(EXCERPT TO READ)
+===+
The goal of this research was to assess to what extent universities in Australia are providing online higher education material and whether those materials are accessible as regarding WCAG 2.0 (Web content accessibility guidelines version 2.0) particularly as relating to standards people with vision impairments.

Accessibility Education and RMIT (I)

Collage of images. One screencap of black text on a white background, a photograph of Post-It notes, screenshots of web interfaces, a second photograph of Post-It notes, white text on a black background reading “using colour to denote action items l…

Collage of images. One screencap of black text on a white background, a photograph of Post-It notes, screenshots of web interfaces, a second photograph of Post-It notes, white text on a black background reading “using colour to denote action items like links”

As education migrates away from traditional classroom settings and increasingly towards online models, the prospects for more diverse access to education expand. Online learning allows for people in remote areas, of different socioeconomic statuses, and physical abilities access to educational material, due in large part to its more customisable nature. With access to online learning systems, a person who is primarily homebound or lives in a country town without the ability to commute to a capital city is now able to access education from many of Australia’s best universities. This digital dissemination of education provides the opportunity for greater democratisation of higher education, yet, at many universities, accessibility standards are not taken into consideration in the implementation of online learning systems.

Background

The decision to research accessibility considerations was personal in nature. In a previous portion of my employment history, I worked with children on the autism spectrum. Learning about the importance of attending to the specialised needs of these children helped me to begin looking at education from a different perspective—one that requires that systems be considered not only for the masses but also individuals. Not taking into account the specialised needs of people with disabilities, whether those needs be related to vision, hearing, or cognition, is a massive failing of educational systems worldwide, and it is one that needs to change. So too is this relevant in design. When I returned to design practice after years in education, I found that my peers and colleagues were proudly proclaiming that their work was research-based and human-centred. However, when asked about access considerations, even small ones, such as accounting for colour blindness, I was met with blank stares.

Continuously experiencing this lack of knowledge about or interest in engaging with accessibility considerations only reaffirmed my desire to pursue the study of accessible design. It is my hope that I can carry what I’ve learned about accessibility through this research, and my personal additional research, back into practice to advocate for accessibility considerations to be considered an essential part of the design process, and not simply a “nice to have” item on a designer’s to-do list.
+===+
(RECORDED INFORMATION)
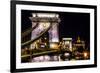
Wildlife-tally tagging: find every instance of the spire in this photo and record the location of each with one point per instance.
(78, 40)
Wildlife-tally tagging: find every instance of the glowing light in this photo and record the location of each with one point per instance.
(54, 45)
(85, 54)
(46, 15)
(34, 15)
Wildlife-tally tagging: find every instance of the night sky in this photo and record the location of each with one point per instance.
(71, 25)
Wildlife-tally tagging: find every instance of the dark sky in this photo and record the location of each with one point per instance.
(71, 25)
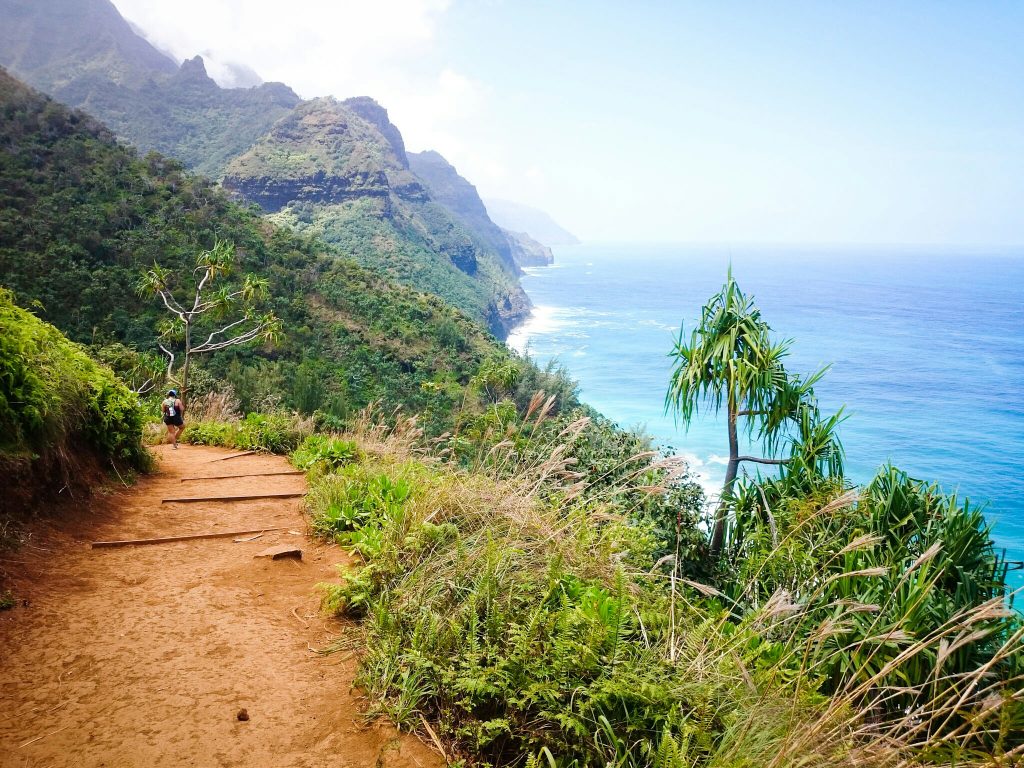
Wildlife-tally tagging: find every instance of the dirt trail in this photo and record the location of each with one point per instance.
(143, 655)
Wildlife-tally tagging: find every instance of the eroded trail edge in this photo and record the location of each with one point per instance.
(143, 655)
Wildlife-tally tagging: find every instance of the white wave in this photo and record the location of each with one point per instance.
(542, 320)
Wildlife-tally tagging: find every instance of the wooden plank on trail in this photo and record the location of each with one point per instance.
(249, 474)
(232, 456)
(187, 538)
(247, 497)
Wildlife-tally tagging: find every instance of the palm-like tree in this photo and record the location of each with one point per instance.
(731, 361)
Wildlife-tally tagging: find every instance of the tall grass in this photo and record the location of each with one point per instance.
(519, 611)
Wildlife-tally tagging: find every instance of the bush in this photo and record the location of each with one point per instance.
(325, 453)
(521, 613)
(53, 395)
(275, 433)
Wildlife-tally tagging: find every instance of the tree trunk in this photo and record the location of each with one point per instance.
(184, 366)
(718, 535)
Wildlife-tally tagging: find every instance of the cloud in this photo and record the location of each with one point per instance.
(316, 47)
(387, 49)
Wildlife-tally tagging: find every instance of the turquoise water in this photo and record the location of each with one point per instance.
(926, 347)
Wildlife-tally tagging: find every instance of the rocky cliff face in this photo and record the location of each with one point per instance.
(335, 169)
(376, 115)
(85, 54)
(519, 218)
(339, 169)
(323, 152)
(527, 252)
(461, 198)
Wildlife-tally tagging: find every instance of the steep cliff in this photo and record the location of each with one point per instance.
(519, 218)
(527, 252)
(460, 197)
(85, 54)
(328, 170)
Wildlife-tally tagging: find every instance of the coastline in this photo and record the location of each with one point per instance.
(925, 386)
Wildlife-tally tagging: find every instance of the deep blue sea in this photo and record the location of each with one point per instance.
(926, 346)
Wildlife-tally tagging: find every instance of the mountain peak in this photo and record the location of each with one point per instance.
(373, 113)
(194, 70)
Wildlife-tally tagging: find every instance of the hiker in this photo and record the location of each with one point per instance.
+===+
(REQUIRED ACTIONS)
[a] Please reproduce the passage on accessible online education word for word, beginning at the words "As education migrates" and stopping after "online learning systems.".
[b] Pick up the passage on accessible online education after its last sentence and keep writing it.

(RESULTS FOR THE EXERCISE)
[a]
As education migrates away from traditional classroom settings and increasingly towards online models, the prospects for more diverse access to education expand. Online learning allows for people in remote areas, of different socioeconomic statuses, and physical abilities access to educational material, due in large part to its more customisable nature. With access to online learning systems, a person who is primarily homebound or lives in a country town without the ability to commute to a capital city is now able to access education from many of Australia’s best universities. This digital dissemination of education provides the opportunity for greater democratisation of higher education, yet, at many universities, accessibility standards are not taken into consideration in the implementation of online learning systems.

[b]
Some points central to my accessibility advocacy are as follows:

  • Everyone benefits from accessibility considerations—whether it’s a person in a wheelchair who needs to use a ramp to enter a building or a mum pushing a pram up the same ramp, both are benefiting from the ramp’s design.

  • Focusing on creating designs both physical and digital that can be accessed by specific portions of the population such as wheelchair users or people with vision impairments ultimately has a positive impact on the larger society as a whole.

  • Another capacity in which all people directly benefit from accessibility is to remember that what we consider to be “disabled” is not specific to people who are born with degenerative or debilitating conditions.

  • With a large ageing populace of people expected to live longer than any generations before, creating systems that account for varied abilities will allow current and future generations greater autonomy as they age. 

Initial Research Phase

Conceptual 

  • Phase one of the research would begin by reaching out to organisations and not for profits to inquire about interviewing both advocates of the visually impaired community in Victoria.

Actual

  • Reached out to multiple sectors of RMIT university, via in-person meetings as well as through e-mail. No parts of the university organisation were willing to grant interviews or answer questions. Requests for interviews with community partners received no responses. 

Two screenshots of the RMIT Action Plan: one of the front cover, and another of action area 6 “digital information and services”

Two screenshots of the RMIT Action Plan: one of the front cover, and another of action area 6 “digital information and services”

Reconceptualising the Initial Research Phase

The only actionable feedback I received from RMIT University came from the department of Equitable Learning Services, who told me to review the current RMIT Accessibility Action Plan. 

In 2016, RMIT University published an Accessibility Action Plan with the mission to “create transformative experiences for students […] and to help shape the world with research, innovation, teaching, and engagement” (Accessibility 2). This five-year plan, spanning from 2015-2020, focuses on several access-related concerns and considerations. These considerations include the following: leadership and culture; student enrolments; teaching and learning; program completions and outcomes; built environments, facilities, and grounds; digital information and services; and staff recruitment, retention, and development. The vast nature of the Accessibility Plan and the lack of periodic updates as to the progress made in addressing each of the areas of concern makes it difficult, if not impossible, to critique the plan as a whole. In focusing on the field of digital information and services, it is possible to both critique the student-facing changes that have been made in this five-year plan, as well as conceptualise opportunities for growth and enrichment of accessibility in student digital services.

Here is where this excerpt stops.